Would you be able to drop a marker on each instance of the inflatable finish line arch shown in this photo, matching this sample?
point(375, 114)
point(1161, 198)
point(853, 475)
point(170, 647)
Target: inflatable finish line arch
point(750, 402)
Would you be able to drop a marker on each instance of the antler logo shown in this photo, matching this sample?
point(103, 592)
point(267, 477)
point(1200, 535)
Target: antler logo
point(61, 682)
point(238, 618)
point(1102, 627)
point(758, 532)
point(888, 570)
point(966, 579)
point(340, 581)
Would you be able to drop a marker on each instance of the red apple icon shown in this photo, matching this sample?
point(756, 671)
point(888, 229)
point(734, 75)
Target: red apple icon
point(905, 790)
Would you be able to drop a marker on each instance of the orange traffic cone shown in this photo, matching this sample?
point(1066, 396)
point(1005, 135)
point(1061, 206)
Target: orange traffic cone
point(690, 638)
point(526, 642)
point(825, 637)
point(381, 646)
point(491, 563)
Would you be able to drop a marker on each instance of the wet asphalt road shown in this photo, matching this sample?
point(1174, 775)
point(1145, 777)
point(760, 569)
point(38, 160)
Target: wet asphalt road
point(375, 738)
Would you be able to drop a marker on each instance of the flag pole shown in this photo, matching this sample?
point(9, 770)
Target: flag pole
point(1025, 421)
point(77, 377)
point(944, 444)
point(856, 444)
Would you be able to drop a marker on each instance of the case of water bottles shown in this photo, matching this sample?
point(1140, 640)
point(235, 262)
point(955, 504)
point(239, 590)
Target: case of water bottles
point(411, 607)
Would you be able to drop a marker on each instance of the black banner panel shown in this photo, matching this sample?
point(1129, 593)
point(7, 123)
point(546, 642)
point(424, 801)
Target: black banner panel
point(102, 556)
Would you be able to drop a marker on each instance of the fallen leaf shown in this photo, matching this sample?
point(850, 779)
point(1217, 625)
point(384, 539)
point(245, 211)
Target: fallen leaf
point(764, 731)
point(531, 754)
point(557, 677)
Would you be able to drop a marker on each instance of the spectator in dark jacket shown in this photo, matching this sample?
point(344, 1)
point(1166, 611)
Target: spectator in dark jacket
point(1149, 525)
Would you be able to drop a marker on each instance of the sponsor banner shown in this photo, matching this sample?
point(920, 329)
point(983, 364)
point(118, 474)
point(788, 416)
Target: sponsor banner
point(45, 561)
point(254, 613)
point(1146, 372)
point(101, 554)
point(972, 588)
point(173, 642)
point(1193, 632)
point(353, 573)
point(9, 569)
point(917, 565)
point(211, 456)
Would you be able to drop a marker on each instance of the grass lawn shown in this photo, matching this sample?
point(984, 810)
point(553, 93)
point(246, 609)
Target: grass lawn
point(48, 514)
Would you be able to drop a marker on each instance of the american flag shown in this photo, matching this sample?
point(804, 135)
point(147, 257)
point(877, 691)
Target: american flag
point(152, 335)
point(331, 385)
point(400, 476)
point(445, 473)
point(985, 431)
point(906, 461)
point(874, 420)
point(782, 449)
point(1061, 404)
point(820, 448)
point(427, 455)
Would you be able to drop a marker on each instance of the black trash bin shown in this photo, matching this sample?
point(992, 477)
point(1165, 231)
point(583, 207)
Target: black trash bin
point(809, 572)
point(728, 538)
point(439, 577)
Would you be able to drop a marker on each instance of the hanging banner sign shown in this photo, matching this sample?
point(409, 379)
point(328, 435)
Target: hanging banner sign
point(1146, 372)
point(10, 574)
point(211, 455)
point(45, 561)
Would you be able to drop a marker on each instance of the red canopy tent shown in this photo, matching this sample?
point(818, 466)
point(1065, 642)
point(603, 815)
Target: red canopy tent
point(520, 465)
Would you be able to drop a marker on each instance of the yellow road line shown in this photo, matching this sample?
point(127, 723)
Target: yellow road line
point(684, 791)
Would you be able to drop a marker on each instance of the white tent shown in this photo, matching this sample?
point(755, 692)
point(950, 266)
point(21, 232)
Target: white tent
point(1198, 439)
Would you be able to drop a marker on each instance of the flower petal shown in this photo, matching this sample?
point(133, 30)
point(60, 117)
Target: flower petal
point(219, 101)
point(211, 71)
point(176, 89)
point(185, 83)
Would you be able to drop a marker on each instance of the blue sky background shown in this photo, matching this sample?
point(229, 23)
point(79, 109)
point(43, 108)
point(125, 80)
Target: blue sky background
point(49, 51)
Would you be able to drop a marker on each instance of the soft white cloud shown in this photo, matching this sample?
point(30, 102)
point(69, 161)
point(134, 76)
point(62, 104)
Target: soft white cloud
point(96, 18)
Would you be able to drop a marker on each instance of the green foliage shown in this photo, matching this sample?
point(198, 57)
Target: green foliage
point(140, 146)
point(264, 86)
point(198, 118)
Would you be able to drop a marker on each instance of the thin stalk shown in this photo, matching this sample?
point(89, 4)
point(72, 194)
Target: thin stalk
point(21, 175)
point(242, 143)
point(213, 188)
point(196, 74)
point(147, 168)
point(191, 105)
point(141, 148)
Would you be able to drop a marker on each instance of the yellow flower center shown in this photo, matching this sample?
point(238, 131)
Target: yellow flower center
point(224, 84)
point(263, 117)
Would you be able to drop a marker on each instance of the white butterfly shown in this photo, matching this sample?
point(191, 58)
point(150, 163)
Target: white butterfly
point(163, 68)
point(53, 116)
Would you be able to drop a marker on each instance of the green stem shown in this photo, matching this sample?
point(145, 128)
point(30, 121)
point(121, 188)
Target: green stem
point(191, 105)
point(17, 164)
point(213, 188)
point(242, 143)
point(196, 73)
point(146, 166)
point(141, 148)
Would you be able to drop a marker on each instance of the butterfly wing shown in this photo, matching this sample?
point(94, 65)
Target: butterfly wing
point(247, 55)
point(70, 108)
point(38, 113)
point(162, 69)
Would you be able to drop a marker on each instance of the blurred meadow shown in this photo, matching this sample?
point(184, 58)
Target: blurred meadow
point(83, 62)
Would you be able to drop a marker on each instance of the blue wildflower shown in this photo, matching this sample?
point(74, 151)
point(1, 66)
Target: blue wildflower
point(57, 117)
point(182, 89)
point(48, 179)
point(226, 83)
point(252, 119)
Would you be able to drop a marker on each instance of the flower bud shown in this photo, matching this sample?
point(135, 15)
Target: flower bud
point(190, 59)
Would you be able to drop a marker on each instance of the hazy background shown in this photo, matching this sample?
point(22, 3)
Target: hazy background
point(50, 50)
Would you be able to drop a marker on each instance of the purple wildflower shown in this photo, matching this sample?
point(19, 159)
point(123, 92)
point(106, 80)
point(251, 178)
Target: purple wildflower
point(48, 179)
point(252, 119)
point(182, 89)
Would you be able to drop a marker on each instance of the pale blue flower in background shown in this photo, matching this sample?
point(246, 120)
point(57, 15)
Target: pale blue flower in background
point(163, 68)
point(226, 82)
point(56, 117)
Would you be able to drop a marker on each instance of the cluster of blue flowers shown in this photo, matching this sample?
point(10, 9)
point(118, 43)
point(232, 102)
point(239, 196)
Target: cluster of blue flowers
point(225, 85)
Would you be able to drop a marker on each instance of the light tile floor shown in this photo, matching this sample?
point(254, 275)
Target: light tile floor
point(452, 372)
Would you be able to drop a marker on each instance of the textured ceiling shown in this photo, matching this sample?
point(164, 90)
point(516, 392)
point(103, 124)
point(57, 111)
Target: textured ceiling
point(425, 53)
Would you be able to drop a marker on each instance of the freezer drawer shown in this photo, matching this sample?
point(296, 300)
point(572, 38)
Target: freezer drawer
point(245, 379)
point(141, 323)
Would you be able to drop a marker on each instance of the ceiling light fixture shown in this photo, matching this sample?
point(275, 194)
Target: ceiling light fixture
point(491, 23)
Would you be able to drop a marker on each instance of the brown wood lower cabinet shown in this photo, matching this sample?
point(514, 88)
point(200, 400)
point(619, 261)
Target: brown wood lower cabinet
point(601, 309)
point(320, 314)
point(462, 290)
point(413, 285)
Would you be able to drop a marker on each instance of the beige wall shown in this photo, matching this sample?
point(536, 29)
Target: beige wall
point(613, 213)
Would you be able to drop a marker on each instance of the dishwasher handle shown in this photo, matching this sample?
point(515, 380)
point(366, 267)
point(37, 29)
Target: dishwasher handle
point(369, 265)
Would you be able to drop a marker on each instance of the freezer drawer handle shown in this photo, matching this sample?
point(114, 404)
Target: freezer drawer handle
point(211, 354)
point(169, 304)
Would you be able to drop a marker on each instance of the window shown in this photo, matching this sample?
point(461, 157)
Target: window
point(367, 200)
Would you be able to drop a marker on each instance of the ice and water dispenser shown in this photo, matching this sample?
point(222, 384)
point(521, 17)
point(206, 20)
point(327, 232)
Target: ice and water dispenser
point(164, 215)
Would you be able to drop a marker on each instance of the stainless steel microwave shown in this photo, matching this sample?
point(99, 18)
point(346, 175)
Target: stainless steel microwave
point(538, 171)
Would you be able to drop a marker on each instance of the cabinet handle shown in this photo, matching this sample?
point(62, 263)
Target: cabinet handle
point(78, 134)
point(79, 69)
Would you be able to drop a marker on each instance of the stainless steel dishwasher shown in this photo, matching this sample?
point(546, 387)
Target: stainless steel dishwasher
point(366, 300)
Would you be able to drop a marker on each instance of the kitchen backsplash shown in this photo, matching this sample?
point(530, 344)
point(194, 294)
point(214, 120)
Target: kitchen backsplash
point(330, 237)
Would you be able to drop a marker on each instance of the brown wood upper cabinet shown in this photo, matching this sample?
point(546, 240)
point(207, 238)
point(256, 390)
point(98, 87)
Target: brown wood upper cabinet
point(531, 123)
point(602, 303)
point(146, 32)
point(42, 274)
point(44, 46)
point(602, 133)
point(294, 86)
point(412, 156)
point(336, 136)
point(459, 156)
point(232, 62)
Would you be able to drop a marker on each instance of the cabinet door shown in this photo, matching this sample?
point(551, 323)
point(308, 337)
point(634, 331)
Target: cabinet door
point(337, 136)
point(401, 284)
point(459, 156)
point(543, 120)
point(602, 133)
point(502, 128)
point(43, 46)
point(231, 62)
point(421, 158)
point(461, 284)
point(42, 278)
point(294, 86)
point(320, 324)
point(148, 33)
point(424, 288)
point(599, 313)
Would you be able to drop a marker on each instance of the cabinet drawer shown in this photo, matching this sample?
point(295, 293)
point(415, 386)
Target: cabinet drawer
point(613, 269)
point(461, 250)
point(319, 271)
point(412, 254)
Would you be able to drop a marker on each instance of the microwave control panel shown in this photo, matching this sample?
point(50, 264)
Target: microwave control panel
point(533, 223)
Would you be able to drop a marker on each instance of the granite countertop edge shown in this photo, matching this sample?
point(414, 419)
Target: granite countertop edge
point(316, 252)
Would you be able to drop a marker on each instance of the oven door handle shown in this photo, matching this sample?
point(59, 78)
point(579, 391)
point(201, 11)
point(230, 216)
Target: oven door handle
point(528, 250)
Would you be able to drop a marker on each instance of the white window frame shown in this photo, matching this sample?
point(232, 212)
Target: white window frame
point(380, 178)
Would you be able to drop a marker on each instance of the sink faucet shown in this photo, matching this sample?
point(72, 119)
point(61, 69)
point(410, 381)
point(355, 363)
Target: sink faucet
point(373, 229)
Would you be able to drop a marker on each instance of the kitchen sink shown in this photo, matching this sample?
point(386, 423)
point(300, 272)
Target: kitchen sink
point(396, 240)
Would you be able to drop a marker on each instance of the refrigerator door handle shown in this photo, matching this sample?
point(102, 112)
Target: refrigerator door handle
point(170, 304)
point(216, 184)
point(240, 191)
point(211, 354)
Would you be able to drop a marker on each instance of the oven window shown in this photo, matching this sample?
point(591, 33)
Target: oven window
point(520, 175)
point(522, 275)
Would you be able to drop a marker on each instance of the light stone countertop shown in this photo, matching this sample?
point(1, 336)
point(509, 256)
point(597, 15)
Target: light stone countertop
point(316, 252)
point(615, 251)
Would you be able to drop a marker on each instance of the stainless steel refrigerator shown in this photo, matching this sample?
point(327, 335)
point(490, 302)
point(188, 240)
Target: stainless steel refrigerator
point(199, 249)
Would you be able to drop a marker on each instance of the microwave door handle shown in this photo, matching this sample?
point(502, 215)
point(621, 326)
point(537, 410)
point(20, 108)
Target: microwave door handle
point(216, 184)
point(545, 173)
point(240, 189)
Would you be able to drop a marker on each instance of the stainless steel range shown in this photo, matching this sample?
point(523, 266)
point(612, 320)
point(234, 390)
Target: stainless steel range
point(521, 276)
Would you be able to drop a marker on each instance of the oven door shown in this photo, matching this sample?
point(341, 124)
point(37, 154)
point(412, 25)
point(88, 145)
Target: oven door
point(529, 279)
================================
**Work order**: Extract exactly and only the lines above from the line containing "point(72, 119)" through the line containing "the oven window", both end lines included.

**Your solution**:
point(72, 119)
point(61, 69)
point(410, 381)
point(355, 363)
Target: sink faucet
point(373, 229)
Would you be able to drop a marker on each instance of the kitchen sink shown in this photo, matching this sample?
point(386, 423)
point(300, 272)
Target: kitchen sink
point(396, 240)
Would you be able to drop a marker on each instance of the refrigerator door handle shown in this photo, matching this sample?
point(102, 112)
Target: refrigerator door handle
point(170, 304)
point(216, 184)
point(240, 191)
point(211, 354)
Would you be able to drop a marker on each instance of the oven window shown in this photo, matching this sample?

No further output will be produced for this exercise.